[The task] Give an exact copy of every line, leaving images out.

[Supplied material]
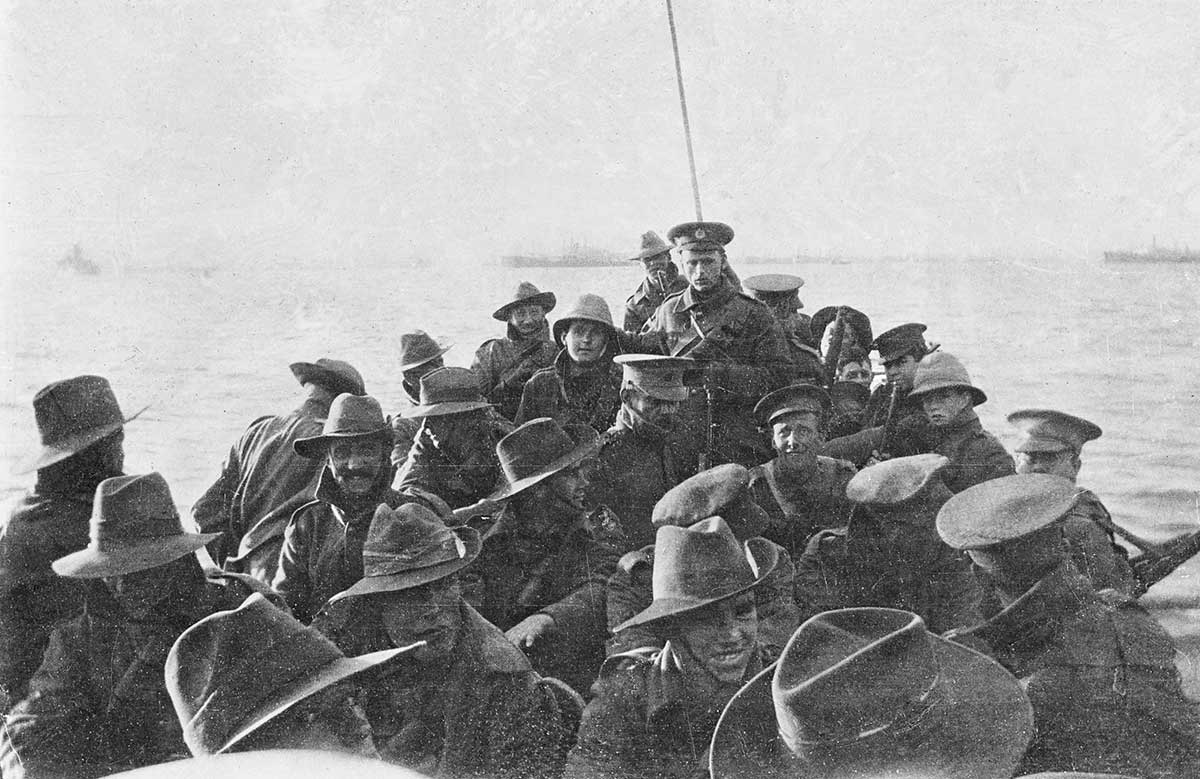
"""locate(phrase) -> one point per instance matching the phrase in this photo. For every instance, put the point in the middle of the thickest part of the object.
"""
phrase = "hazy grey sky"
(191, 131)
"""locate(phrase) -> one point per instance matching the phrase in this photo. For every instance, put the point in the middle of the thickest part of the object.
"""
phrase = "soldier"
(654, 709)
(891, 555)
(263, 480)
(643, 455)
(583, 384)
(504, 365)
(419, 355)
(454, 456)
(736, 335)
(780, 293)
(322, 547)
(801, 490)
(943, 389)
(463, 701)
(721, 491)
(661, 280)
(874, 693)
(97, 703)
(1051, 444)
(1099, 671)
(545, 562)
(255, 678)
(83, 431)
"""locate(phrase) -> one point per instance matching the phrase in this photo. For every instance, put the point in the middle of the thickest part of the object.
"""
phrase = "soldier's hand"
(527, 631)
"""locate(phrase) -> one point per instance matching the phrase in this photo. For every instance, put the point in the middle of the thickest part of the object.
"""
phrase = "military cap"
(661, 377)
(793, 399)
(895, 481)
(1053, 431)
(901, 340)
(1005, 509)
(700, 235)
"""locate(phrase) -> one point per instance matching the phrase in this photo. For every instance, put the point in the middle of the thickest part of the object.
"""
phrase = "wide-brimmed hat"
(941, 370)
(804, 397)
(1053, 431)
(539, 449)
(1005, 509)
(652, 246)
(336, 376)
(418, 348)
(855, 319)
(234, 671)
(723, 491)
(700, 565)
(587, 307)
(349, 417)
(135, 526)
(871, 691)
(526, 294)
(71, 415)
(411, 546)
(447, 390)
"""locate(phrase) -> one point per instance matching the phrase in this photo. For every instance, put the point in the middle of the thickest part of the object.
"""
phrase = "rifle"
(835, 339)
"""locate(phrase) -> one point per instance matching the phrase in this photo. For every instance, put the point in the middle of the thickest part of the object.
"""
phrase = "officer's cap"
(661, 377)
(1005, 509)
(789, 400)
(1053, 431)
(699, 235)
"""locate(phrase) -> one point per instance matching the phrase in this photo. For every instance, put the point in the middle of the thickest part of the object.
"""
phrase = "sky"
(222, 132)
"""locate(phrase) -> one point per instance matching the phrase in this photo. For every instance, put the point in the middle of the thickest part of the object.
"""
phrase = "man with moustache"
(323, 543)
(801, 490)
(462, 701)
(504, 365)
(735, 335)
(83, 431)
(661, 280)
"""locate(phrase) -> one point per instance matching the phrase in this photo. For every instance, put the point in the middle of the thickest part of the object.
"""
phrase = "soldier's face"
(355, 463)
(702, 268)
(720, 637)
(1065, 463)
(527, 319)
(586, 341)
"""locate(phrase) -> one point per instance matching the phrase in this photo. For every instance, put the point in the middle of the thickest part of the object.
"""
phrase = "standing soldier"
(661, 281)
(780, 293)
(504, 365)
(737, 336)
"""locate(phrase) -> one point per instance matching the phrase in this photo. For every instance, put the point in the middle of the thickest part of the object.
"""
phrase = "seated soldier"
(655, 708)
(1099, 671)
(545, 562)
(891, 555)
(256, 678)
(97, 703)
(1051, 444)
(502, 366)
(721, 491)
(943, 388)
(864, 693)
(583, 384)
(463, 701)
(801, 490)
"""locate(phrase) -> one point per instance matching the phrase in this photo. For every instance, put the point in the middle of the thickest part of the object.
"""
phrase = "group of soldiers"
(697, 544)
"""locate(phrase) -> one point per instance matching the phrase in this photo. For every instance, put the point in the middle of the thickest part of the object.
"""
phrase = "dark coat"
(99, 702)
(568, 393)
(1101, 675)
(649, 720)
(504, 365)
(798, 510)
(630, 591)
(41, 528)
(261, 478)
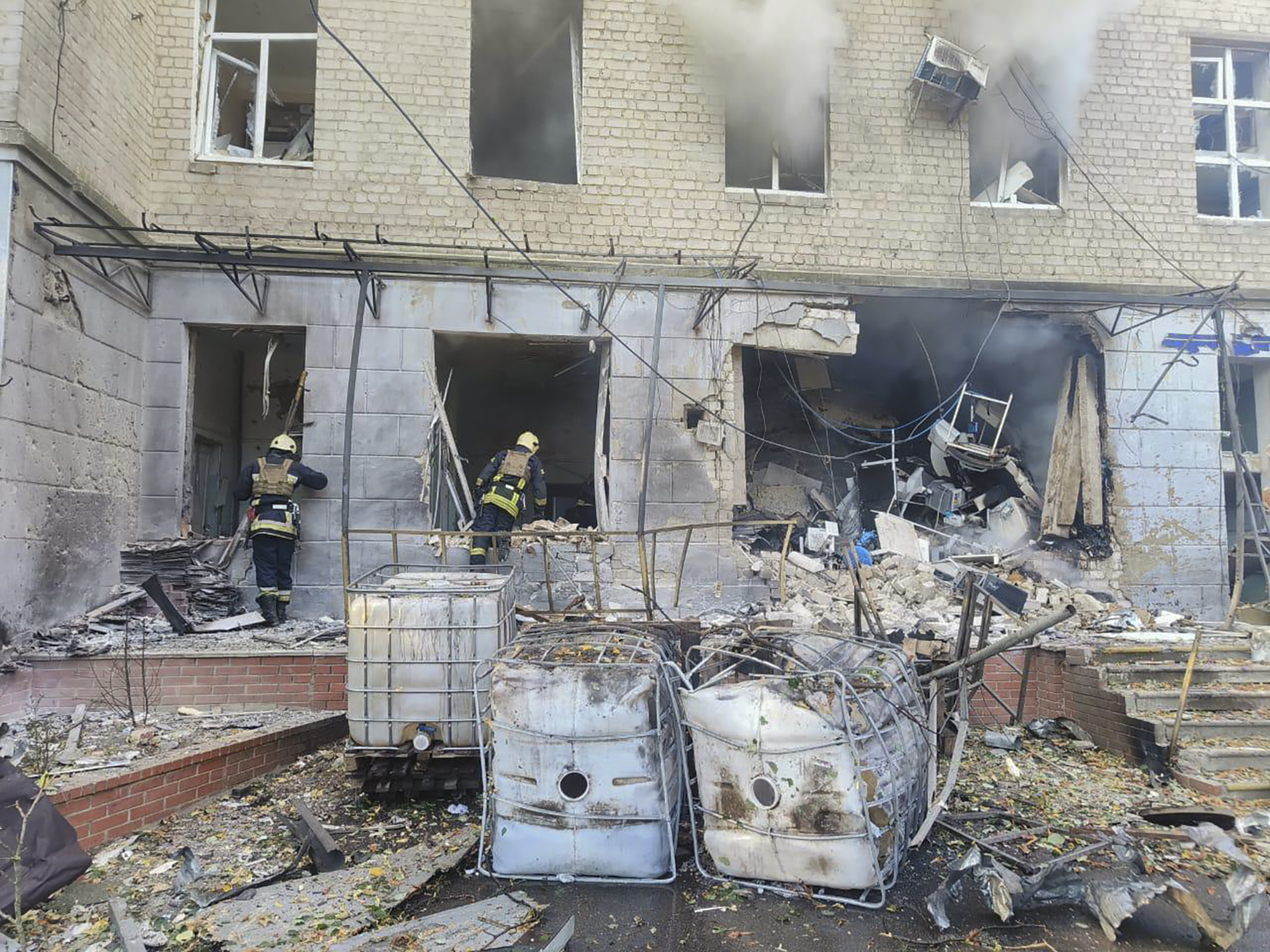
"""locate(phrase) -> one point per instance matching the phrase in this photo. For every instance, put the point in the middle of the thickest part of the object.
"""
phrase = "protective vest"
(275, 519)
(507, 488)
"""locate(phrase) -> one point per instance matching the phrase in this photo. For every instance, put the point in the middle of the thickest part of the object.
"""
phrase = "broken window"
(891, 430)
(260, 77)
(526, 65)
(554, 389)
(1231, 102)
(244, 387)
(777, 149)
(1015, 161)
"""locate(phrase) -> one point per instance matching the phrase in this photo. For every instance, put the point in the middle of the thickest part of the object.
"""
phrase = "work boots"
(269, 609)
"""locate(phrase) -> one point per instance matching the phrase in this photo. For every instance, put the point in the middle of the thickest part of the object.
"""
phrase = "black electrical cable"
(1098, 191)
(525, 255)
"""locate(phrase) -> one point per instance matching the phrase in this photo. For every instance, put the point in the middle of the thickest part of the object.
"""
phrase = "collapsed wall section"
(70, 417)
(1166, 465)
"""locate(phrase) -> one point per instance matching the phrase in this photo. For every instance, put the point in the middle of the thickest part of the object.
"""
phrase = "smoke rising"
(1057, 45)
(773, 55)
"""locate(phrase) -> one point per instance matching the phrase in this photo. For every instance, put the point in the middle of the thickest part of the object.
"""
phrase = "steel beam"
(266, 261)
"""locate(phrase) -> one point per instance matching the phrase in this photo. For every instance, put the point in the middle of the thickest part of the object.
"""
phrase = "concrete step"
(1175, 672)
(1225, 651)
(1234, 785)
(1216, 760)
(1202, 700)
(1213, 727)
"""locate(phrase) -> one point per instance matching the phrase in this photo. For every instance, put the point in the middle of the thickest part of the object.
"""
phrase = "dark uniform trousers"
(272, 557)
(491, 519)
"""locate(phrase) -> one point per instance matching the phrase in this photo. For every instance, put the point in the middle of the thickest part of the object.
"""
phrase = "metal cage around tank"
(864, 741)
(416, 637)
(581, 755)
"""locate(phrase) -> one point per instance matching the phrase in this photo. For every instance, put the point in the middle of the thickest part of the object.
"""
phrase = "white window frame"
(1227, 103)
(206, 124)
(774, 183)
(1012, 201)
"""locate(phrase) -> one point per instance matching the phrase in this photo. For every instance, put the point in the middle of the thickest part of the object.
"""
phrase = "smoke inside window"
(770, 148)
(525, 84)
(1014, 157)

[Solution for this exercise]
"""locate(phrase) -> one point per instance matching the phrase in this photo. For every instance, put the point in the middle of the thickest part of the object.
"""
phrase = "hazy grey sky"
(191, 131)
"""locate(phrase) -> one point per instance matching the phrase in this photo. For every instance, put the point in the middle of the thickest part of the object.
"""
phrase = "soldier"
(654, 709)
(891, 555)
(263, 480)
(643, 455)
(583, 384)
(504, 365)
(419, 355)
(454, 456)
(736, 335)
(780, 293)
(322, 547)
(801, 490)
(943, 389)
(463, 701)
(721, 491)
(661, 280)
(874, 693)
(97, 703)
(1051, 444)
(1099, 671)
(545, 562)
(255, 678)
(83, 431)
"""locate(phrase) -> one point per instance matching the phrase in this photo. For every instance, put the point in the middle of the thickest part of the object.
"""
phrase = "soldier's hand"
(527, 631)
"""locate(phrase) -> one point per instance matching the phrase in this photo. For every instance, put the point in the middle of the thickest part of the object.
"""
phrase = "military cap"
(661, 377)
(793, 399)
(895, 481)
(1053, 431)
(901, 340)
(1005, 509)
(700, 235)
"""locate(phrase) -> one point per instance matching the phrase in this photo. For every instance, put the point in the middle of the thickest part of the object.
"""
phrase = "wide-brimmed hat"
(941, 370)
(804, 397)
(1053, 431)
(539, 449)
(1005, 509)
(652, 246)
(336, 376)
(418, 348)
(855, 319)
(234, 671)
(723, 491)
(700, 565)
(587, 307)
(349, 417)
(135, 526)
(871, 691)
(526, 294)
(71, 415)
(411, 546)
(447, 390)
"""locate(phrase) -> one point per instance matching the phrase in this photo. For every instance, put the point in the middle of the thickest part of the object.
"""
phrase = "rifle"
(835, 339)
"""locate(phrase) -> one point per instance matching the phrase in this photo. For every instance, put the point in the middle of the thickest part of the object.
"""
phrase = "officer's cap"
(661, 377)
(1005, 509)
(789, 400)
(1053, 431)
(699, 235)
"""locate(phrase) -> one point per instance matching the phrase in this photo. For every instance, put the point in the middle of the thickest part of the object.
"""
phrase = "sky"
(222, 132)
"""locate(phrase) -> one point per instance matching the phrase in this photo. For every instance, put the point in the middle of the thickest part of the object.
"""
phrase = "man with moustache"
(323, 543)
(801, 490)
(462, 701)
(504, 365)
(735, 335)
(83, 431)
(661, 280)
"""locate(phrase) -> one point per instance matching the phrase in this photo. For every instance, put the point in the middle of the thickest part of the object.
"""
phrase = "soldier's face"
(355, 463)
(702, 268)
(720, 637)
(1065, 463)
(527, 319)
(586, 341)
"""locate(phrase) -> one point per instance matching the phrase in this photo. For every instance, put the point in the middle of the thickest part of the object.
"""
phrase = "standing soldier"
(661, 281)
(780, 293)
(504, 365)
(737, 336)
"""locate(phrase) -> one point per instance matching the phrase in this photo. For every instance, put the point in the middle of the thickest part of the object.
"""
phrase = "seated soldier"
(655, 708)
(1099, 671)
(545, 562)
(891, 555)
(256, 678)
(97, 703)
(1051, 444)
(502, 366)
(721, 491)
(943, 388)
(864, 693)
(583, 384)
(463, 701)
(801, 490)
"""locate(phrase) -> one point per instance matching the phrase in this photo. For every instance, put the point in the middle of the thickest part of the object.
"""
phrase = "group of soldiers"
(697, 544)
"""locate(phrase) -> one point per instance matching the phrase in this photo. For every instance, put the point in the middle of the thickest part of the object.
"""
phrase = "dark coat"
(99, 702)
(568, 393)
(1101, 675)
(649, 720)
(504, 365)
(798, 510)
(630, 591)
(41, 528)
(261, 478)
"""locate(phrase) -> one point per instance matching the phrase in this photo. For every instance, put the point in the middle of the thickest part of the object.
"""
phrase = "protective vest"
(275, 519)
(507, 488)
"""locate(phrase) -> one point per instance matching the phrase in this photo. For every instance, put the point in the middle of the thickest part of the object.
"""
phrase = "broken window"
(891, 430)
(260, 77)
(526, 65)
(554, 389)
(1231, 102)
(244, 387)
(777, 149)
(1015, 161)
"""locate(phrase) -> one point per instance matching the phrase in this photo. For every instance, put the point in the middle of the thickest part of the object.
"""
phrase = "work boots"
(269, 609)
"""locate(phrase) -> one point per instance matching the phrase in this photo. For every instance, put the point in the middle of the thickest part of the object.
"""
phrase = "black electrical cable"
(1098, 191)
(525, 255)
"""locate(phrase) -> one point per instance matching the phrase in this photo. For every instance, put the point in the middle of the thickest part of the object.
"""
phrase = "collapsed wall section"
(70, 417)
(1166, 465)
"""locate(phrase) -> one point per instance matching the phrase in this photo. For every instance, put the point in the middle of the thickest part of the object.
"""
phrase = "smoke rising"
(1057, 45)
(773, 55)
"""locate(phrase) -> one point per instance matching the phrase in this photo. For every instance, put the point in the middle of the thickest part of the object.
"""
phrase = "steel beam"
(266, 261)
"""locate(phrase) -> one point per instance matching the phrase in this photo. For every instance, put the point in the middle of the thickest part of the object.
"""
phrase = "concrete step"
(1175, 672)
(1225, 651)
(1234, 785)
(1216, 760)
(1202, 700)
(1213, 727)
"""locate(phrase) -> one point per instance matching the phrase in this photo. For every instance, put the point in the middle of the thickest part of the object.
"""
phrase = "dark uniform trousers"
(272, 557)
(491, 519)
"""locate(phrase) -> one point per instance matching the phrase in this photo. For every instance, put the point in the middle of the thickest part of the object.
"""
phrase = "metal cage around tank"
(864, 741)
(416, 637)
(581, 755)
"""locate(phrase) -> one point per instance matching the phrase in this photo. For every instance, put the point in the middle of the thickest part of the object.
"""
phrase = "white window frame"
(1227, 103)
(206, 124)
(774, 183)
(1012, 201)
"""locate(phrase) -> one point per instance matching the phrase in this photo. For every instance, put the point in the middle of the thickest part of the object.
"""
phrase = "smoke inside window"
(770, 148)
(525, 84)
(1014, 157)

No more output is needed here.